● Available data:
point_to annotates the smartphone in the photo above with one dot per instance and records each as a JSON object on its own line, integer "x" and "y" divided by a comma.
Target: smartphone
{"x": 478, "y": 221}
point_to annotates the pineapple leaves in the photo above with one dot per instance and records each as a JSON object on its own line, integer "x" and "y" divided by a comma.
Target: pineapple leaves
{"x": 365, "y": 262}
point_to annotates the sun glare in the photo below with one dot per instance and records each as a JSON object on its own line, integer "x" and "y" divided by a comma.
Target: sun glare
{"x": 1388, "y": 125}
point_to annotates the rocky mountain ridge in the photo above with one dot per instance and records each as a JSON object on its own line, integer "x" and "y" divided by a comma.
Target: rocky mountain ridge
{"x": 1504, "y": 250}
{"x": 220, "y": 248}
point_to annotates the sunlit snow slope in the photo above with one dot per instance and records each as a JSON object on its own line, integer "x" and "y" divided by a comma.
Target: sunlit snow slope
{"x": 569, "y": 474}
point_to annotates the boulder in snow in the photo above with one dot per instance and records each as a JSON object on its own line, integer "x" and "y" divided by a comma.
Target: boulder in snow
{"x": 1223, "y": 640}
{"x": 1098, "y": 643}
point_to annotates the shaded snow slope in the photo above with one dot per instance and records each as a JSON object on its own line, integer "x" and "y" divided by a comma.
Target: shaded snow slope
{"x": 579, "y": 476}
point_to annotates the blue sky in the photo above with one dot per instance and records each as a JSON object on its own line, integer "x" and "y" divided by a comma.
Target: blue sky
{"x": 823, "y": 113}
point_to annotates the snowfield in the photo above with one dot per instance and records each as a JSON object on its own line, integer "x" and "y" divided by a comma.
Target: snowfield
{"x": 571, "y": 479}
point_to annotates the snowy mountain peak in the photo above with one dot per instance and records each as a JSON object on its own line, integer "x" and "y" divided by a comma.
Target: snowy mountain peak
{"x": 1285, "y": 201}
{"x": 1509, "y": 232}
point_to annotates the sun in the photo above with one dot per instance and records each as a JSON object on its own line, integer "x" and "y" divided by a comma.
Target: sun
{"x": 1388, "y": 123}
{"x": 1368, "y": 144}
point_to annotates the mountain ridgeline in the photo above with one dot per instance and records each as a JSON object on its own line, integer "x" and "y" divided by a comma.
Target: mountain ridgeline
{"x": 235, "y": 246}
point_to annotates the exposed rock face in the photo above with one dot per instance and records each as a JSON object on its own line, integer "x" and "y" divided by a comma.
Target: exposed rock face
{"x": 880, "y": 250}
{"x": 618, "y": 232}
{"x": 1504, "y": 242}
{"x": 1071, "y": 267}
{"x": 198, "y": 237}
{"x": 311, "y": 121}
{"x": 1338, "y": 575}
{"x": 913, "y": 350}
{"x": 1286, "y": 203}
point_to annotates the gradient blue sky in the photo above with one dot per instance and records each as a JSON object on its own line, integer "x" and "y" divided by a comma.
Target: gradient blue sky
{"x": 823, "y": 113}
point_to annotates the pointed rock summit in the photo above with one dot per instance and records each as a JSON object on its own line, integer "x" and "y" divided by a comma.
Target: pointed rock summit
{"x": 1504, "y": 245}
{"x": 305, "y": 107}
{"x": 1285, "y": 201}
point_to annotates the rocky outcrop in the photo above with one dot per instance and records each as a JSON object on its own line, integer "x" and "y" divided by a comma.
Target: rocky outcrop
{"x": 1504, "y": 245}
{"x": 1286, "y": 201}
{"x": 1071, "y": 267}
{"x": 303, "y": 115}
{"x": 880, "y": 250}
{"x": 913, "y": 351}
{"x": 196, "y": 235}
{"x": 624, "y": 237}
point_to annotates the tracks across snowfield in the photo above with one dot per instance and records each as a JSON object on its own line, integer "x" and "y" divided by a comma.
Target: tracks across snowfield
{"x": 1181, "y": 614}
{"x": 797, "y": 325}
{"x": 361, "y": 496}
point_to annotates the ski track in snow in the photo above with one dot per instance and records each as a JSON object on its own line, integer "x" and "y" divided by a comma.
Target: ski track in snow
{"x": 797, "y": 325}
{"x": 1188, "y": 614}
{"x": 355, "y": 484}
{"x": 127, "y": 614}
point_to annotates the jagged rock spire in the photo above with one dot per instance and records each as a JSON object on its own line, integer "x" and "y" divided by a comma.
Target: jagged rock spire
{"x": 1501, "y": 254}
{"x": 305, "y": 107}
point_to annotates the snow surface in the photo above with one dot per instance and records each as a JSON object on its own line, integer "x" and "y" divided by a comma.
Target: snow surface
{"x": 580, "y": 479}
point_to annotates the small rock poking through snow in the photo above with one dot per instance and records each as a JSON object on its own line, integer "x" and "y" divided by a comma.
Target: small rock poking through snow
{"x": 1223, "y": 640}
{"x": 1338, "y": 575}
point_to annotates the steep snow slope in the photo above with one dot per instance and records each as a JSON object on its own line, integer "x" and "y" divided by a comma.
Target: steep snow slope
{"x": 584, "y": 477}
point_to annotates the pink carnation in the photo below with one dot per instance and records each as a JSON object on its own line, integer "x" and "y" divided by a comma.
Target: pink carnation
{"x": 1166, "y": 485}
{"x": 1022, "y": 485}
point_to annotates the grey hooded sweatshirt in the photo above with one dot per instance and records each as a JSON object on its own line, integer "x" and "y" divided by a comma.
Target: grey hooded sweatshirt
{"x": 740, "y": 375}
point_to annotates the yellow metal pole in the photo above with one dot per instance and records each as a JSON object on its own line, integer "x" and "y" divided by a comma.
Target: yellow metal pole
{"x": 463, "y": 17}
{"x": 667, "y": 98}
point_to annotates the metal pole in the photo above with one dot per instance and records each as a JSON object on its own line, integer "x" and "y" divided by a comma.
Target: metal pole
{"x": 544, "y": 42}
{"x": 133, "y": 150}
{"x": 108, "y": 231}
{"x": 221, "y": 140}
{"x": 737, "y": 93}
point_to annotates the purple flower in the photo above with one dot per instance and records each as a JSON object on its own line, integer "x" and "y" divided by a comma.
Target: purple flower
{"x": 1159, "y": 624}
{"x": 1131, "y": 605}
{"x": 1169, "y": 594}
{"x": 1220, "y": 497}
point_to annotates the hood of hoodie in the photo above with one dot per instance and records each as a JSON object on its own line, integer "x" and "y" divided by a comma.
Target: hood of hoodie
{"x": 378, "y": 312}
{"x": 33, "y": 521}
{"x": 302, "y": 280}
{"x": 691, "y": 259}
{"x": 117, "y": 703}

● Task prompt: Search the entries above for "below". Return every line that has it.

● Expected answer:
point_to annotates the sun glare in the photo below with one dot per instance and records each as a JSON object on its own line, integer "x" and "y" divided by a comma.
point_to annotates the pink carnation in the photo below with one dot per instance and records each as a JSON object on its own line, integer "x" and "y" divided by a comma.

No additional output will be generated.